YOUR GOAL -
Word for word, set down the entries that follow.

(Recorded data)
↓↓↓
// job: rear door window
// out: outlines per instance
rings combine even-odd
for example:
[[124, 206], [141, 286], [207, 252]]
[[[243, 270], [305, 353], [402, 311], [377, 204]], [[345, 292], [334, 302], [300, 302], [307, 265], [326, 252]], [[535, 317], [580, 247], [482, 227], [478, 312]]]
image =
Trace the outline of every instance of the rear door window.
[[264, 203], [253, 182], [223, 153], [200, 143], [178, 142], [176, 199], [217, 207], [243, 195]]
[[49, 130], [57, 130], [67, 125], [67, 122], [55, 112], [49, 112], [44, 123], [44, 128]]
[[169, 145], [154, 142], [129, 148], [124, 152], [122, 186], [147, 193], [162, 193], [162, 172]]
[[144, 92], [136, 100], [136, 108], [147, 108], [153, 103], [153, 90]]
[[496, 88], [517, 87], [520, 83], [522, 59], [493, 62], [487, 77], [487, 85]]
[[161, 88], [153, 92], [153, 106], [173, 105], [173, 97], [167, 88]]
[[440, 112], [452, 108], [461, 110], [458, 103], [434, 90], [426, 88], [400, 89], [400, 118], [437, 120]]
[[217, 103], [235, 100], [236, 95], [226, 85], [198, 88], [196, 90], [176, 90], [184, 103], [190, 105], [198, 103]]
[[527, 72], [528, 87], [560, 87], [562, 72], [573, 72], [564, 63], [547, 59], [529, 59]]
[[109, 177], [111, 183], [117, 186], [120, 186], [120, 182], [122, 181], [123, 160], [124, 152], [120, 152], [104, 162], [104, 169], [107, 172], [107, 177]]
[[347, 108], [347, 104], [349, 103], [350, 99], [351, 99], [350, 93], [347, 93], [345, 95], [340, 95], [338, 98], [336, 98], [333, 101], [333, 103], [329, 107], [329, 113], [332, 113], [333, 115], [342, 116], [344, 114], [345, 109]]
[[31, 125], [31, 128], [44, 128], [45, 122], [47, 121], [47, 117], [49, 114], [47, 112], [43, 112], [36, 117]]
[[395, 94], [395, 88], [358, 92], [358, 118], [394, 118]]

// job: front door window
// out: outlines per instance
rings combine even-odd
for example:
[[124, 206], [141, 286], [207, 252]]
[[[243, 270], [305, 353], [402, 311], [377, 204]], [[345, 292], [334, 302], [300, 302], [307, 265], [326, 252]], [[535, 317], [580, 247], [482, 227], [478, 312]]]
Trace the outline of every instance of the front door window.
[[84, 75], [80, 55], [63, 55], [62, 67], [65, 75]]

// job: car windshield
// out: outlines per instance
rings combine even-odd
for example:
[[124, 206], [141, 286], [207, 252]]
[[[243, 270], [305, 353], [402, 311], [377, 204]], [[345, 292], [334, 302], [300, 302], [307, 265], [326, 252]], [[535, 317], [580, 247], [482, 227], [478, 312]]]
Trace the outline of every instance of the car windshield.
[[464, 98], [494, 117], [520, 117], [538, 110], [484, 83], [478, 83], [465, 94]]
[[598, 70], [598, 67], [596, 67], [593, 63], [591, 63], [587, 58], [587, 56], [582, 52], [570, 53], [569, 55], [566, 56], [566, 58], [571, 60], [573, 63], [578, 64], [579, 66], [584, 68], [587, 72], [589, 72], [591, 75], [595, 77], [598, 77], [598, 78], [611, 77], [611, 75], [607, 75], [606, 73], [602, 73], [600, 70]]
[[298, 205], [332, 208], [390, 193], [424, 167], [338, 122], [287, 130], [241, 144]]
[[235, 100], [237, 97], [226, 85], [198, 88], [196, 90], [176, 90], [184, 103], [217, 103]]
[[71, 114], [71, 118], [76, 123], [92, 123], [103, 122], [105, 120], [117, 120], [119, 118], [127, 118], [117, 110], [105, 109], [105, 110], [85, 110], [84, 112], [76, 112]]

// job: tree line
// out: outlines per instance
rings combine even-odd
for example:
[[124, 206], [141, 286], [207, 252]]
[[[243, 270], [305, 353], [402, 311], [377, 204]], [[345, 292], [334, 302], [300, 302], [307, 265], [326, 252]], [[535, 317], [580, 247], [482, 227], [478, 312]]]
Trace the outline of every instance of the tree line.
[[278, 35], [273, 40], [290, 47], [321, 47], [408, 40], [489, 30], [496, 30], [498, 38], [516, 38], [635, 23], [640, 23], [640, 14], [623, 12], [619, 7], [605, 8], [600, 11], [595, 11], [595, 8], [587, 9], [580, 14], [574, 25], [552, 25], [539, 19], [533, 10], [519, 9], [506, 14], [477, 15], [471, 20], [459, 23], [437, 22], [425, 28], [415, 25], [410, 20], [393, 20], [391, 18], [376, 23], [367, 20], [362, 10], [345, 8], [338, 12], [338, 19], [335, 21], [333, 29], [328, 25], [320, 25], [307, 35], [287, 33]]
↑↑↑
RESPONSE -
// job: rear door window
// out: outlines per instance
rings combine even-odd
for example:
[[124, 206], [141, 286], [207, 252]]
[[[243, 270], [305, 353], [402, 311], [377, 204]], [[345, 292], [334, 302], [300, 302], [307, 265], [326, 252]], [[535, 317], [580, 247], [482, 227], [478, 312]]]
image =
Trace the outline of every instance of the rear door window.
[[264, 203], [253, 182], [223, 153], [200, 143], [178, 142], [176, 199], [217, 207], [243, 195]]
[[49, 130], [57, 130], [67, 125], [67, 122], [55, 112], [49, 112], [44, 123], [44, 128]]
[[169, 145], [154, 142], [129, 148], [124, 152], [122, 186], [147, 193], [162, 193], [162, 172]]
[[144, 92], [136, 100], [136, 108], [147, 108], [153, 103], [153, 90]]
[[496, 88], [517, 87], [520, 83], [522, 59], [493, 62], [487, 77], [487, 85]]
[[161, 88], [153, 92], [153, 106], [173, 105], [173, 97], [167, 88]]
[[440, 112], [452, 108], [461, 110], [458, 103], [434, 90], [426, 88], [400, 89], [400, 118], [437, 120]]
[[217, 103], [235, 100], [236, 95], [226, 85], [198, 88], [196, 90], [176, 90], [184, 103], [190, 105], [198, 103]]
[[527, 72], [528, 87], [560, 87], [562, 72], [573, 72], [564, 63], [547, 59], [529, 59]]
[[109, 177], [111, 183], [117, 186], [120, 186], [120, 182], [122, 181], [123, 160], [124, 152], [120, 152], [104, 162], [104, 169], [107, 172], [107, 177]]
[[347, 108], [347, 104], [349, 103], [350, 99], [351, 99], [350, 93], [347, 93], [345, 95], [340, 95], [338, 98], [336, 98], [333, 101], [333, 103], [329, 107], [329, 113], [332, 113], [333, 115], [342, 116], [344, 114], [345, 109]]
[[31, 125], [31, 128], [44, 128], [45, 122], [47, 121], [47, 117], [49, 114], [47, 112], [43, 112], [36, 117]]
[[395, 94], [395, 88], [358, 92], [358, 118], [394, 118]]

// job: front door window
// out: outlines per instance
rings combine even-odd
for example:
[[124, 206], [141, 286], [207, 252]]
[[[243, 270], [305, 353], [402, 311], [377, 204]], [[345, 292], [334, 302], [300, 302], [307, 265], [326, 252]], [[535, 317], [580, 247], [482, 227], [478, 312]]]
Trace the outline of every instance of the front door window.
[[84, 75], [80, 55], [63, 55], [62, 67], [65, 75]]

// job: car windshield
// out: outlines per instance
rings combine even-odd
for example:
[[124, 206], [141, 286], [207, 252]]
[[[243, 270], [305, 353], [402, 311], [377, 204]], [[345, 292], [334, 302], [300, 302], [307, 265], [326, 252]], [[535, 317], [580, 247], [482, 227], [478, 312]]]
Trace the outline of every instance of the car windshield.
[[464, 98], [494, 117], [520, 117], [538, 110], [484, 83], [478, 83], [465, 94]]
[[598, 70], [598, 67], [596, 67], [593, 63], [591, 63], [587, 58], [587, 56], [582, 52], [570, 53], [569, 55], [566, 56], [566, 58], [571, 60], [573, 63], [578, 64], [579, 66], [584, 68], [587, 72], [589, 72], [591, 75], [595, 77], [598, 77], [598, 78], [611, 77], [611, 75], [607, 75], [606, 73], [602, 73], [600, 70]]
[[298, 205], [332, 208], [390, 193], [424, 167], [338, 122], [287, 130], [241, 144]]
[[235, 100], [237, 97], [226, 85], [198, 88], [196, 90], [176, 90], [184, 103], [217, 103]]
[[71, 114], [71, 118], [76, 123], [92, 123], [103, 122], [105, 120], [117, 120], [119, 118], [127, 118], [117, 110], [105, 109], [105, 110], [85, 110], [84, 112], [76, 112]]

// job: tree line
// out: outlines per instance
rings combine even-odd
for example:
[[124, 206], [141, 286], [207, 252]]
[[[243, 270], [305, 353], [402, 311], [377, 204]], [[345, 292], [334, 302], [300, 302], [307, 265], [326, 252]], [[535, 317], [580, 247], [482, 227], [478, 312]]]
Trace the outline of every instance of the tree line.
[[278, 35], [273, 40], [290, 47], [321, 47], [408, 40], [489, 30], [496, 30], [498, 38], [516, 38], [635, 23], [640, 23], [640, 14], [623, 12], [619, 7], [605, 8], [600, 11], [595, 11], [595, 8], [587, 9], [580, 14], [574, 25], [552, 25], [539, 19], [533, 10], [519, 9], [506, 14], [477, 15], [471, 20], [459, 23], [437, 22], [425, 28], [415, 25], [410, 20], [393, 20], [391, 18], [376, 23], [367, 20], [362, 10], [345, 8], [338, 12], [338, 19], [335, 21], [333, 29], [328, 25], [320, 25], [307, 35], [287, 33]]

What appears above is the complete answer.